Please reproduce every one of the rows below word for word, leaving out the pictures.

(Annotated coordinate rows)
+---+

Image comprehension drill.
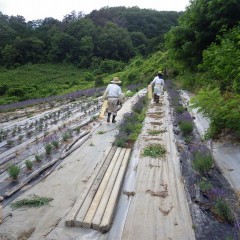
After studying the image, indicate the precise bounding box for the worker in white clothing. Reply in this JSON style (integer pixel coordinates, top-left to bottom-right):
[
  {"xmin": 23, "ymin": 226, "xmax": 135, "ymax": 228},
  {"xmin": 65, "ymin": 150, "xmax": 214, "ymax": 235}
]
[
  {"xmin": 151, "ymin": 71, "xmax": 165, "ymax": 103},
  {"xmin": 103, "ymin": 77, "xmax": 123, "ymax": 123}
]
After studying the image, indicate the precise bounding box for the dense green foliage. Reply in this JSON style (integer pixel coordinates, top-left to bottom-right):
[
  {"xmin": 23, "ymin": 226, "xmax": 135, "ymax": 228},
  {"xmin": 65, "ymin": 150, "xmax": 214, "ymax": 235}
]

+---+

- [Response below]
Image comprehension drill.
After studying the image, indicate the precise bounding box for the worker in white clothing. Reply in this JSON style (integer pixel coordinates, top-left to bottom-right):
[
  {"xmin": 23, "ymin": 226, "xmax": 135, "ymax": 228},
  {"xmin": 65, "ymin": 150, "xmax": 214, "ymax": 235}
]
[
  {"xmin": 151, "ymin": 71, "xmax": 165, "ymax": 103},
  {"xmin": 103, "ymin": 77, "xmax": 123, "ymax": 123}
]
After studying the image, indicate the precise bounding box for the dense green foliage. Reply in this JSON style (integer pixel coordinates, top-left to bottom-right):
[
  {"xmin": 23, "ymin": 226, "xmax": 135, "ymax": 228},
  {"xmin": 65, "ymin": 150, "xmax": 214, "ymax": 235}
]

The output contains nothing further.